### Page:
# going turkey hunting



## alpinebowman (Sep 24, 2007)

Well I just checked the bank account and it looks like me and the wife will be chasing gobblers this spring. I can't wait to get the wife out for her first hunt and lets see if I can go 3 for 3 in as many years. So start checking the accounts and start planning boys its turkey time. *()* *()* -8/- *()* *()* *OOO*


----------



## elkbudy (Dec 24, 2007)

they also hit my card but don't know if it is me or the wife only one charge on it ..


----------



## mack1950 (Sep 11, 2007)

got a hit on my account also. wonder what the minimul score is for a b/c turkey


----------



## hawkeye (Feb 18, 2008)

My card got hit too. I wonder if I drew my first-choice limited entry unit or my second-choice general unit?


----------



## Poo Pie (Nov 23, 2007)

Didn't know turkeys were big game but **** ya my card got hit too!!!!


----------



## BPturkeys (Sep 13, 2007)

mack1950 said:


> got a hit on my account also. wonder what the minimul score is for a b/c turkey


That is not even funny.


----------



## CP1 (Oct 1, 2007)

Congrats Alpine, what unit ? still waiting on ours.


----------



## bowgy (Oct 10, 2007)

Congratulations Alpine, let me know what you drew and if you are going to be down this way again, I will keep a look out for some big toms for you. I haven't checked my card yet.


----------



## scottl67 (Nov 29, 2007)

Looks like my 2 boys and I all drew out for the third hunt in the southern region. This will be our first year hunting turkeys. We're excited!


----------



## alpinebowman (Sep 24, 2007)

bowgy said:


> Congratulations Alpine, let me know what you drew and if you are going to be down this way again, I will keep a look out for some big toms for you. I haven't checked my card yet.


I will be down your direction again bowguy. I hope the wife drew here dutton tag and my brother a friend and me drew the southern tag again. I can't wait. I will keep in touch with you and see if we can get together for a hunt.


----------



## EmptyNet (Mar 17, 2008)

My card got hit too . -8/- -/|\-


----------

### Dataset excerpt:
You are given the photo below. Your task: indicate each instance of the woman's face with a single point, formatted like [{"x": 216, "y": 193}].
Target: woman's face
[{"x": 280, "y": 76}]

### Required actions:
(1) Copy everything in the turkey hunting thread from "I will be down" down to "(Mar 17, 2008)".
(2) In the turkey hunting thread, shorten the paragraph that begins "I will be down your direction again bowguy" into a brief list that keeps its main facts.
(3) Using the turkey hunting thread, say whether each statement agrees with it, answering yes or no and quoting the words that decide it: (a) scottl67 and two sons drew for the third hunt in the southern region; (b) CP1 already has the results of their own draw; (c) elkbudy's card shows two charges.

### The solutions:
(1)
I will be down your direction again bowguy. I hope the wife drew here dutton tag and my brother a friend and me drew the southern tag again. I can't wait. I will keep in touch with you and see if we can get together for a hunt.


----------



## EmptyNet (Mar 17, 2008)

(2)
- The poster will be in bowgy's area again.
- The poster hopes the wife drew the Dutton tag.
- The poster hopes that the poster, a brother and a friend drew the southern tag again.
- The poster will keep in touch with bowgy about getting together for a hunt.

(3)
(a) Yes: "Looks like my 2 boys and I all drew out for the third hunt in the southern region."
(b) No: "still waiting on ours."
(c) No: "only one charge on it"